--- BEGIN ---
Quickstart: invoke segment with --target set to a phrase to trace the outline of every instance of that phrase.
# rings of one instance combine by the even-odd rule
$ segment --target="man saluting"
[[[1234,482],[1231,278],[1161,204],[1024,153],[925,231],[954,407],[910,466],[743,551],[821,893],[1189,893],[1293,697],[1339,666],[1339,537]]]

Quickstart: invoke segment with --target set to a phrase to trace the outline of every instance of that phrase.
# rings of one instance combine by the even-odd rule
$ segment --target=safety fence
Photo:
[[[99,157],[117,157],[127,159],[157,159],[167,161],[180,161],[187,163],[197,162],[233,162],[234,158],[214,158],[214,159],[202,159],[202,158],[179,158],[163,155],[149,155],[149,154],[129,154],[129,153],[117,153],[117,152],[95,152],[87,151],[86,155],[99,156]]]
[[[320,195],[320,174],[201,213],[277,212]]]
--- END ---
> **Goal**:
Copy every row above character for character, with nothing left out and nothing added.

> **Worked answer**:
Quickstart: invoke segment with --target set to a phrase to trace the outline of every instance of that phrase.
# rings of one instance combine by the even-odd rule
$ segment --target="man saluting"
[[[1234,482],[1231,278],[1161,204],[1024,153],[925,231],[954,407],[910,466],[743,551],[821,893],[1189,893],[1293,697],[1339,666],[1339,537]]]

Quickstart: invoke segment with --target set to a phrase to trace the outline of every instance of that phrase.
# rings of one instance combine by the even-odd rule
$ segment --target=safety fence
Photo:
[[[99,157],[117,157],[127,159],[157,159],[167,161],[180,161],[187,163],[197,162],[233,162],[234,158],[214,158],[214,159],[202,159],[202,158],[179,158],[163,155],[149,155],[149,154],[129,154],[129,153],[117,153],[117,152],[95,152],[87,151],[86,155],[99,156]]]
[[[320,195],[320,174],[201,213],[277,212]]]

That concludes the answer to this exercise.